▶ _Extrait du document_
Les flics de Bouteflika

En Algérie, les opposants au régime éprouvent des difficultés à se faire entendre, et pour cause :
Une énorme armada policière est déployée à chaque occasion opposant jusqu'à 30 000 mercenaires face à 3000 manifestants.
Bouteflika est malin : il aurait réussi à infiltrer la CNDC (coordination nationale pour le changement et la démocratie) représenté par Mustapha Bouchachi.
Certains membres auraient été achetés, et pour tenter d’éteindre le feu, il a décidé le 24 février dernier de lever enfin l’état d’urgence décidé depuis 1992.
Le pouvoir essaye donc d’avoir toujours un tour d’avance, et si les tensions subsistent, il sacrifiera le premier ministre Ouyahia.
Un gouvernement de transition dans lequel siègerait l’opposition est déjà défini, allant jusqu’au remplacement du Président lui-même.
Car ce sont, au sein de ce régime corrompu, deux clans qui se partagent l’Algérie comme un gâteau : celui de Bouteflika, et celui du général Toufik.
Pour l’instant ils s’entendent, et celui qui est pris le doigt dans le pot de confiture est lâché, au nom d’une règle traditionnelle locale : « qui tombe est perdu ». lien
Un câble de Wikileaks a dévoilé récemment un commentaire de l’ex-ambassadeur français à Alger, Bernard Bajolet écrivant « la corruption qui remonte jusqu’aux frères de Bouteflika, a atteint un nouveau sommet et interfère dans le développement économique ».
Un diplomate américain, M. Ford enfonce le clou en affirmant : « les deux frères (du président Bouteflika) Saïd et Abdallah sont particulièrement rapaces ».
Ils ne sont pas les seuls, Ahmed Gaïd-Salah, chef d’état major de l’ANP est cité comme étant « peut-être le fonctionnaire le plus corrompu de l’armée ». lien
L’aventure d’Abdelaziz Bouteflika a commencé en 1956 lorsqu’il a rejoint l’armée de libération nationale, il va devenir ministre à 25 ans, dans l’Algérie indépendante, pour être enfin élu au poste suprême en avril 1999. lien
Mais l’addition commence à être lourde : en 2010, le pays a connu pas moins de 9700 émeutes, provoquant la fuite de nombreux algériens : ils sont 43 000 universitaires algériens à s’être installés au Québec, et 13 000 en Ile de France.

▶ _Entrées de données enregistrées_
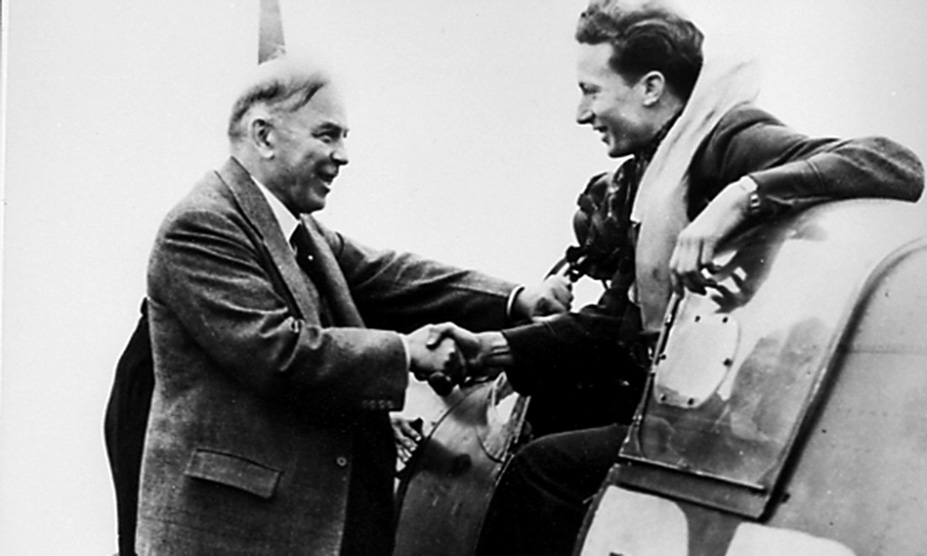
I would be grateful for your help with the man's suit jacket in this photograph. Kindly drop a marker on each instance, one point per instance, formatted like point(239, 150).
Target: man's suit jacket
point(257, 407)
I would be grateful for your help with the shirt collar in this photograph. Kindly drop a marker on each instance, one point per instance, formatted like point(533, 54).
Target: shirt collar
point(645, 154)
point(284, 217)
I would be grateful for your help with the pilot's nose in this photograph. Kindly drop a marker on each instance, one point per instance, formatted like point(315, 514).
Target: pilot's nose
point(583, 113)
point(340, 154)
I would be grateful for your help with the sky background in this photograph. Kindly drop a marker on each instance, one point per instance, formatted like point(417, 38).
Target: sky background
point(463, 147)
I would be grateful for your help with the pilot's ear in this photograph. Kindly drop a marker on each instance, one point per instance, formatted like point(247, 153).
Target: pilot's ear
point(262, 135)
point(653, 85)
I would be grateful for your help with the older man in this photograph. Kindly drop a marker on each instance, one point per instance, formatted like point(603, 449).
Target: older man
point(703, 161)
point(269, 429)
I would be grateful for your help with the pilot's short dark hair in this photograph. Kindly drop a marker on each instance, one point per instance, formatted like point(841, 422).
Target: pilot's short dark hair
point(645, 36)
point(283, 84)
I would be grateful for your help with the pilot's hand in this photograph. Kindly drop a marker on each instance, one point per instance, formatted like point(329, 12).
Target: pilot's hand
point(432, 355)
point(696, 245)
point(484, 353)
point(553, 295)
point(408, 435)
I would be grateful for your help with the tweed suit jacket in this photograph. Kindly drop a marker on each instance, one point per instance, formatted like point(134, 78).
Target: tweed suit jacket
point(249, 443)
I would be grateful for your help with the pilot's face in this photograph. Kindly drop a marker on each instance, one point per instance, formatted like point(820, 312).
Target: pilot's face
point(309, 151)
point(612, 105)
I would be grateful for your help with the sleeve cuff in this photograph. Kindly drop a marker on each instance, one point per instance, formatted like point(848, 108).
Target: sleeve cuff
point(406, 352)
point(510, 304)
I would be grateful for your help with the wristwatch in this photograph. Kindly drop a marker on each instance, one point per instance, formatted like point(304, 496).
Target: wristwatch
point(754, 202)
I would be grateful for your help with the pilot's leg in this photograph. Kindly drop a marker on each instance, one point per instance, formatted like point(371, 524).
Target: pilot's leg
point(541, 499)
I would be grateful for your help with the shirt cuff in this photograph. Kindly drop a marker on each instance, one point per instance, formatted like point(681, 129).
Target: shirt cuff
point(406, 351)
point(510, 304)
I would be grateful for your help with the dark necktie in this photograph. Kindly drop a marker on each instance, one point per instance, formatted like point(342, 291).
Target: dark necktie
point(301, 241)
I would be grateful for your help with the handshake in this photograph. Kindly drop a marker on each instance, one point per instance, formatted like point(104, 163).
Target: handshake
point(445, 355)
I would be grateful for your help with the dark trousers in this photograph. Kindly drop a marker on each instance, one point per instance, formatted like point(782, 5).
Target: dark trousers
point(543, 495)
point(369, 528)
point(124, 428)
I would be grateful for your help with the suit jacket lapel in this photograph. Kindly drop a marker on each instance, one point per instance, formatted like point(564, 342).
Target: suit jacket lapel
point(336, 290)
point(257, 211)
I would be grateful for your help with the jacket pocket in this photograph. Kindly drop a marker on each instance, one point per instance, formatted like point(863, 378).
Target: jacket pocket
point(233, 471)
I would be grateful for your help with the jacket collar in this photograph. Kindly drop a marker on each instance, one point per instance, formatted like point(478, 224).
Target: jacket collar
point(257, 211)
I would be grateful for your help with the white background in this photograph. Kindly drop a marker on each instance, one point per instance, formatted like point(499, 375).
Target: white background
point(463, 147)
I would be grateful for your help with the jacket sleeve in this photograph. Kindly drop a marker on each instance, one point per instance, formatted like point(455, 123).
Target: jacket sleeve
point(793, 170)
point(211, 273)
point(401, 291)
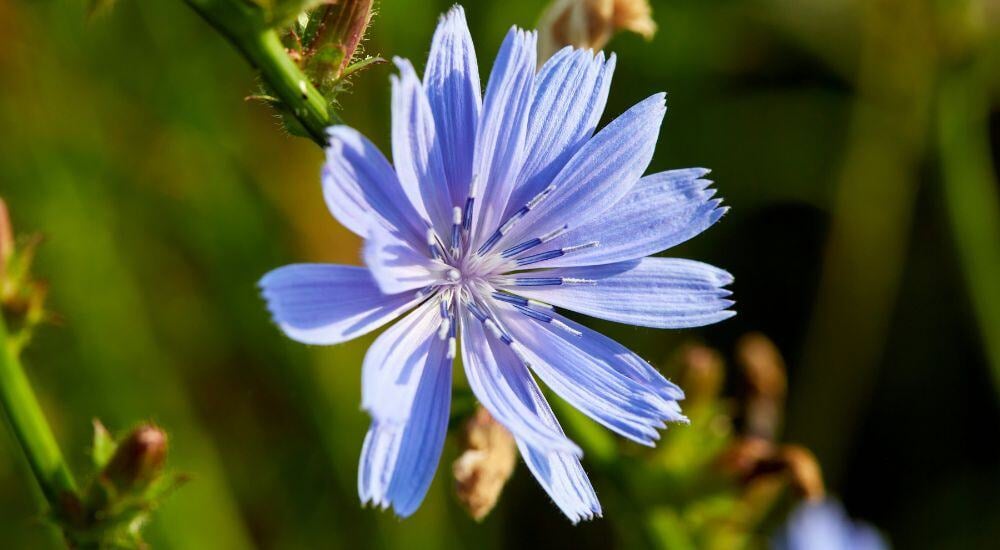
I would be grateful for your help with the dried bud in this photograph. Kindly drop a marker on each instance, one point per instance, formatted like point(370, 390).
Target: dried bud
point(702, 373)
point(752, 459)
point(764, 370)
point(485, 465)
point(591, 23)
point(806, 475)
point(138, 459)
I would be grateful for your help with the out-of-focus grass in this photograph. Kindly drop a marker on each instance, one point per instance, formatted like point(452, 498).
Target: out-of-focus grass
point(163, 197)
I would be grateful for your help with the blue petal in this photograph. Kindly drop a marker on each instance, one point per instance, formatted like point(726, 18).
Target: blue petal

▶ _Consignes_
Résumez en deux phrases l'extrait du document sur le régime de Bouteflika.

▶ _Résultat de l'exercice_
En Algérie, les opposants au régime peinent à se faire entendre face à une énorme armada policière, tandis que Bouteflika aurait infiltré la CNDC et a levé le 24 février l'état d'urgence en vigueur depuis 1992. Ce régime corrompu est partagé entre le clan de Bouteflika et celui du général Toufik, la corruption remonte, selon un câble de Wikileaks, jusqu'aux frères du président, et les 9700 émeutes de 2010 ont provoqué la fuite de nombreux Algériens.